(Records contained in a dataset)

-*-*-

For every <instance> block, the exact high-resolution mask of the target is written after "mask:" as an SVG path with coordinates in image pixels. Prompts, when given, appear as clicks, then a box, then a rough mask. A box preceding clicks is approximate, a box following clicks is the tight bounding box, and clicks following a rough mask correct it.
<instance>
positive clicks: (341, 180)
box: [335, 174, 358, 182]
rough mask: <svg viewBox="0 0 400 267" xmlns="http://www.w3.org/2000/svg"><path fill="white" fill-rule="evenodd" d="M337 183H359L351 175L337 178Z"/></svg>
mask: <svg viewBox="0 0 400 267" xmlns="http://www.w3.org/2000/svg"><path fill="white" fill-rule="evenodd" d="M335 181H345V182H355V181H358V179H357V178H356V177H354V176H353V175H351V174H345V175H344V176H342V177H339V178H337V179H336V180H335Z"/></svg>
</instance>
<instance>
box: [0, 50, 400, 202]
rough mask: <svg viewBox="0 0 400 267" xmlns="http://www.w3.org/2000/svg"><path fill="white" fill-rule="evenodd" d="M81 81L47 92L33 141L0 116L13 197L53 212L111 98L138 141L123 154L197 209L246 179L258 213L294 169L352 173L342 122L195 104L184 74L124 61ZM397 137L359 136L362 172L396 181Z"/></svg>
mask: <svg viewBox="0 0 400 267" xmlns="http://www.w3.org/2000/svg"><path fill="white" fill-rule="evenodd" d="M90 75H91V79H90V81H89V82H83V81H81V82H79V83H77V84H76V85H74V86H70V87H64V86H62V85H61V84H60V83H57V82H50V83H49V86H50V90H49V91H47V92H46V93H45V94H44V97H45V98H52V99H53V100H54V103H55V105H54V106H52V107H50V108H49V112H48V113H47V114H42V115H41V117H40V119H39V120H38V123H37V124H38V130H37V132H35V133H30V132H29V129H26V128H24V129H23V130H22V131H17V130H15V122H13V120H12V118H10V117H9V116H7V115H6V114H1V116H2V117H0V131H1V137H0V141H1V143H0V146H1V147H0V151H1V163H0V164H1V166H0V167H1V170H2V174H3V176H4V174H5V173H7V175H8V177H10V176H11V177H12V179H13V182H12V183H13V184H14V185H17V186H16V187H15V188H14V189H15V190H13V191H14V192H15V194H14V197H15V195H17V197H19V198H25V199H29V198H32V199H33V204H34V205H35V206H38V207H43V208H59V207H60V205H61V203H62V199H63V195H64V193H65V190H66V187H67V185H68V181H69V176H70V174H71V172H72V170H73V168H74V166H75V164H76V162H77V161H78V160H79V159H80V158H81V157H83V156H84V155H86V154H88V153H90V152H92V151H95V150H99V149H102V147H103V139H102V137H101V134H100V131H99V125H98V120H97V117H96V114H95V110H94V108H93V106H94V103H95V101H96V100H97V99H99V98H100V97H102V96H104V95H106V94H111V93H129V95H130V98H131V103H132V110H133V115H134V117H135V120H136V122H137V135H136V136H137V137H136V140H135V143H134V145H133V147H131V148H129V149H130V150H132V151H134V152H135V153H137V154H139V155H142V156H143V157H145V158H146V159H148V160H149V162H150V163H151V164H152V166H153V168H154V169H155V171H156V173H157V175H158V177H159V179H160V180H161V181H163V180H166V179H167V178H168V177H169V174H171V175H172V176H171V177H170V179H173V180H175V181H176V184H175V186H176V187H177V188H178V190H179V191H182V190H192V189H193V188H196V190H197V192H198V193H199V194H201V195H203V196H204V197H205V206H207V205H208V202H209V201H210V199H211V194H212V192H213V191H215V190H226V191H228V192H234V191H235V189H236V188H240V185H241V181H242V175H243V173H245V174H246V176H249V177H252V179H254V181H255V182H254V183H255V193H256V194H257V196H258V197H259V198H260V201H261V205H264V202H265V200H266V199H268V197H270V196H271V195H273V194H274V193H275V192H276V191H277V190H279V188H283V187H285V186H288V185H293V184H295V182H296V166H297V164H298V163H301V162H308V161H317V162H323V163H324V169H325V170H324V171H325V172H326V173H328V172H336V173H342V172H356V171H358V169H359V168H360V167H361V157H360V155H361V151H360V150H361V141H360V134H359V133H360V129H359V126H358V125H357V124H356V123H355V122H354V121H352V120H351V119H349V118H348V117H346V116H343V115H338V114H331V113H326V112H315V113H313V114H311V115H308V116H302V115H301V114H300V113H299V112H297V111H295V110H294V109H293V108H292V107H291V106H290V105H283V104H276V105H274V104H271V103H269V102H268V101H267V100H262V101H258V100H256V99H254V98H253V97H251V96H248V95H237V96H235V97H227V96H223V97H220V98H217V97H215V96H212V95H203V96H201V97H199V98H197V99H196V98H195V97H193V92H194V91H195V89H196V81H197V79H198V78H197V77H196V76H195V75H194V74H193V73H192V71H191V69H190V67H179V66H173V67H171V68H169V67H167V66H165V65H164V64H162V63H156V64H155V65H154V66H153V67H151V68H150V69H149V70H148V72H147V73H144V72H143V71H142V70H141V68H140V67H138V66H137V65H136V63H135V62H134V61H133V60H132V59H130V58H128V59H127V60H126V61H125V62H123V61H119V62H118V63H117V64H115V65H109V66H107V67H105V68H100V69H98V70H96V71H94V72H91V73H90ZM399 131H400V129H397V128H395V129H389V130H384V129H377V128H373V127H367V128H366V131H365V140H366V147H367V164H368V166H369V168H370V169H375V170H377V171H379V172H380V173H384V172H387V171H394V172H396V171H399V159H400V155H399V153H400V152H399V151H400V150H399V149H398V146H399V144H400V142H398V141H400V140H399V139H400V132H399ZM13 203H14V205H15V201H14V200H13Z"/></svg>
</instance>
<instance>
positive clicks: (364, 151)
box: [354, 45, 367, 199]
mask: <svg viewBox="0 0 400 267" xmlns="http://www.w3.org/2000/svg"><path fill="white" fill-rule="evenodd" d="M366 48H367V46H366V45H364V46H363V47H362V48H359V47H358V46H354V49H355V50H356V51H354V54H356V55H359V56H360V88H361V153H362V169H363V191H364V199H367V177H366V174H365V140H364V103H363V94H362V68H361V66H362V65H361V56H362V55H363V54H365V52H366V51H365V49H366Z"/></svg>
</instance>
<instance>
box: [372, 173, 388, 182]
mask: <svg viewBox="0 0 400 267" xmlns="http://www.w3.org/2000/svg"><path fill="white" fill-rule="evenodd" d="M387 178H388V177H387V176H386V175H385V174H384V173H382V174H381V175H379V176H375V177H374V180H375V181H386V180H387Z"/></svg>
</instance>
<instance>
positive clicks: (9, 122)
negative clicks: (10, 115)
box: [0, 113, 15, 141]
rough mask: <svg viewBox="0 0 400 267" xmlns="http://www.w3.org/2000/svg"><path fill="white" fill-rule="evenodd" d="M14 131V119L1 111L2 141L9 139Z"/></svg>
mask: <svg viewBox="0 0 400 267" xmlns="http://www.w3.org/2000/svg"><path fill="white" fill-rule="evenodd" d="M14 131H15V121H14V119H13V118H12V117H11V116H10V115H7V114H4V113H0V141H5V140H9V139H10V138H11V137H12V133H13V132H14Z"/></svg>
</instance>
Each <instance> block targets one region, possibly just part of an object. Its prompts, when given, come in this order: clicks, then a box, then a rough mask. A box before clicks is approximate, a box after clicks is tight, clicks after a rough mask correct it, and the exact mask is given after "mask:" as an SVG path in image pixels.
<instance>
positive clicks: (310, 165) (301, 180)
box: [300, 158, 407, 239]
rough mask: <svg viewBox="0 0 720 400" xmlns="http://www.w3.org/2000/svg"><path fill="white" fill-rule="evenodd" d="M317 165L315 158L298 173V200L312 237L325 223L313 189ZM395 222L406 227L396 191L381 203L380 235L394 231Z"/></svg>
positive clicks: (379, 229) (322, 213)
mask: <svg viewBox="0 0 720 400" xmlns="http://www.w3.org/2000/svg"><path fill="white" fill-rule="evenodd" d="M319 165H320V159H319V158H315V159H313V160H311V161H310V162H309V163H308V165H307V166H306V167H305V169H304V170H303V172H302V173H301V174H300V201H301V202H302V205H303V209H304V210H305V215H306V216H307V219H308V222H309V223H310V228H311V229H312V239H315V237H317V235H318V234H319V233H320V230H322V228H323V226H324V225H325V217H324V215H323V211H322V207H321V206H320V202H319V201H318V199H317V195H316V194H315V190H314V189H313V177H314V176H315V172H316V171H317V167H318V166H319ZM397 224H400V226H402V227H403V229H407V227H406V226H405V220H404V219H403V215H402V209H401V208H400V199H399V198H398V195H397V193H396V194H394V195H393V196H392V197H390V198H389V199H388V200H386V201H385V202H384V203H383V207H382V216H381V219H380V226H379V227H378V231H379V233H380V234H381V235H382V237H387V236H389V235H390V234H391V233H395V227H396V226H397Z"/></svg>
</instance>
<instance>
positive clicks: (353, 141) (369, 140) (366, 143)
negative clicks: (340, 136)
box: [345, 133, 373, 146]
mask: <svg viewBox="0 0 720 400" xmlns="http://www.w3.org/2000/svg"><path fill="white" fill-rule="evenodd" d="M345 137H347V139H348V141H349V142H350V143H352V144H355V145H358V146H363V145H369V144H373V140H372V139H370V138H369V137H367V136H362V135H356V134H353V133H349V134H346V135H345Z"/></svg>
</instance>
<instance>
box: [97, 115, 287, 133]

-*-*-

Output the lines above between the one holding "positive clicks: (353, 141)" and the one holding "negative clicks: (340, 136)", inclusive, with nothing before or after them.

Task response –
positive clicks: (353, 141) (369, 140) (366, 143)
negative clicks: (340, 136)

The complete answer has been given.